PROBLEM TO SOLVE
Reproduce every line of the records below, requests included, and multiply each coordinate in the answers by 2.4, rounding to whole numbers with halves going up. Leave the numbers in the requests and their format samples unchanged.

MATERIAL SHOWN
####################

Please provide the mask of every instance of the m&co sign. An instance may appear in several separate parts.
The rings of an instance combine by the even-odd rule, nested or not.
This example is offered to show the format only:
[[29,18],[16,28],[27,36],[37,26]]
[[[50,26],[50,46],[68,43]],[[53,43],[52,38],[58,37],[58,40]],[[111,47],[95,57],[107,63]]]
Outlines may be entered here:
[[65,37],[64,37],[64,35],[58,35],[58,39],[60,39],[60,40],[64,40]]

####################

ANSWER FOR THIS EXERCISE
Please provide the mask of every instance of the m&co sign. An instance may appear in several separate parts.
The rings of an instance combine by the even-odd rule, nested or not.
This example is offered to show the format only:
[[29,18],[16,28],[27,36],[37,26]]
[[[50,26],[50,46],[68,43]],[[53,43],[52,38],[58,37],[58,40]],[[111,47],[95,57],[107,63]]]
Outlines may be entered here:
[[156,89],[154,89],[154,84],[139,84],[139,94],[144,94],[144,96],[154,96]]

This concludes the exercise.